FaFin: Walter, Du bist Informatiker und warst lange Zeit im Software-Bereich tätig. Wie kam es, dass Du begonnen hast, Dich mit Fragen eines fairen und nachhaltigen Geld- und Finanzsystems zu befassen?
Walter Kern: Auslöser dafür waren die globale Finanzkrise 2008 und die Eurokrise 2009. Ich wollte die Zusammenhänge verstehen, merkte aber schnell, dass mir die Grundlagen fehlten. Um diese zu erwerben, begann ich 2009 ein berufsbegleitendes Aufbaustudium an der Frankfurt School of Finance & Management.
Während des Studiums wurde mir klar, dass – auch nach den Maßnahmen zur Stabilisierung des Bankensystems und den Reformvorschlägen der G20-Staaten – noch erheblicher Handlungsbedarf besteht. Wenn wir Nachhaltigkeit ernst nehmen, braucht es eine Neuausrichtung des bestehenden Geld- und Finanzsystems. Dabei muss dieses wieder auf seine dienende Funktion zurückgeführt werden, die vor allem darin besteht, notwendige langfristige Investitionen zu ermöglichen, statt sich auf kurzfristige Gewinnmaximierung zu konzentrieren.
Aus diesem Grund beschäftigte ich mich seit 2011 auch nebenberuflich als freier Finanzdienstleister mit nachhaltigen Geldanlagen, zunächst mit der Finanzierung der Energiewende und später mit nachhaltigen und verantwortungsvollen Geldanlagen im Allgemeinen.
FaFin: Einer Deiner Schwerpunkte ist die Nachhaltigkeits-Berichterstattung. Was sind hier aktuelle Themen, mit denen Du Dich befasst – auch vor dem Hintergrund der derzeitigen politischen Entwicklungen?
Walter Kern: Bei der Auswahl geeigneter Produkte für nachhaltige Anlagen ist die Beschäftigung mit Nachhaltigkeits-Berichterstattung zwingend erforderlich. Ohne die entsprechenden Informationen ist die Auswahl schwierig, wenn nicht gar unmöglich. Bis in die 2010er Jahre gab es kaum ernsthafte Nachhaltigkeits-Berichterstattung. In Unternehmen war das Thema, wenn es überhaupt existierte, oft Teil der Marketing- oder PR-Abteilung und es wurde rein freiwillig und sehr selektiv berichtet.
Dies änderte sich dann mit der EU Non-Financial Reporting Directive (NFRD), die seit 2017 eine Berichtspflicht für große, kapitalmarktorientierte Unternehmen vorschreibt. Doch erst der EU-Aktionsplan zur Finanzierung nachhaltigen Wachstums und der EU-Green Deal mit der Sustainable Finance Disclosure Regulation (SFDR), der Taxonomie-Verordnung und der Corporate Sustainability Reporting Directive (CSRD) haben für ordentlich Bewegung in diesem Bereich gesorgt. Leider sollen Letztere nun bereits untergraben werden, bevor sie ihre volle Wirkung entfalten können.

__________________________________________________

• AUFGABENSTELLUNG: Führe das Interview über ein nachhaltiges Geld- und Finanzsystem bitte im Anschluss an seinen letzten Satz fort.

• DATEN:
__________________________________________________

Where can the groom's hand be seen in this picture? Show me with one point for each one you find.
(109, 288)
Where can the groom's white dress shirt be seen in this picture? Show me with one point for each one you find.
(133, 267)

__________________________________________________

• LÖSUNG ZUR AUFGABE:
Sicherlich haben sich durch die parallelen Gesetzgebungsverfahren und die Entwicklung der europäischen Nachhaltigkeitsberichtsstandards unter großem Zeitdruck Überschneidungen und Inkonsistenzen eingeschlichen, die es zu beseitigen gilt. Was derzeit jedoch unter dem Vorwand des Bürokratieabbaus mit dem Omnibus-Vorschlag der EU-Kommission geplant ist, hat eher mit Deregulierung zu tun.
FaFin: Der Klima- und Umweltschutz sowie Bemühungen um soziale Gerechtigkeit haben zurzeit einen besonders schweren Stand. Bereits Erreichtes droht immer weiter rückabgewickelt zu werden. Welche Handlungsoptionen siehst Du in dieser Situation, um weiter etwas im Sinne der sozial-ökologischen Transformation bewegen zu können?
Walter Kern: Wenn wir weiterhin so zögerlich an den Klima- und Umweltschutz herangehen, wird uns die Natur eines Besseren belehren. Mich beschäftigen insbesondere die zunehmende politische Polarisierung und die sich verschärfenden Ungleichheiten, denn gerade diese führen zu dem besorgniserregenden Stillstand bei der Bewältigung der globalen Herausforderungen. Wir sollten daher vor allem erkennen, dass nur eine sehr kleine – wenn auch mächtige – Minderheit vom Weiter-So profitiert und deren Teile-und-herrsche-Strategie endlich durchschauen.
Die Occupy-Wall-Street-Bewegung hat es mit ihrem Motto „Wir sind die 99 Prozent“ auf den Punkt gebracht. Nur wenn die große Mehrheit zusammenkommt und an einem Strang zieht, kann sie die Richtung der zukünftigen Entwicklung bestimmen. Selbst Vertreter des einen Prozents, wie der Hedgefonds-Milliardär Ray Dalio, sehen das so. Dazu ein Zitat aus seinem neuesten Buch: „Die größte und wichtigste Kraft ist, wie Menschen miteinander umgehen. Wenn Menschen ihre Probleme und Chancen gemeinsam angehen, anstatt sich gegenseitig zu bekämpfen, können sie die bestmöglichen Ergebnisse erzielen.“
Die Fragen stellte Gesa Vögele.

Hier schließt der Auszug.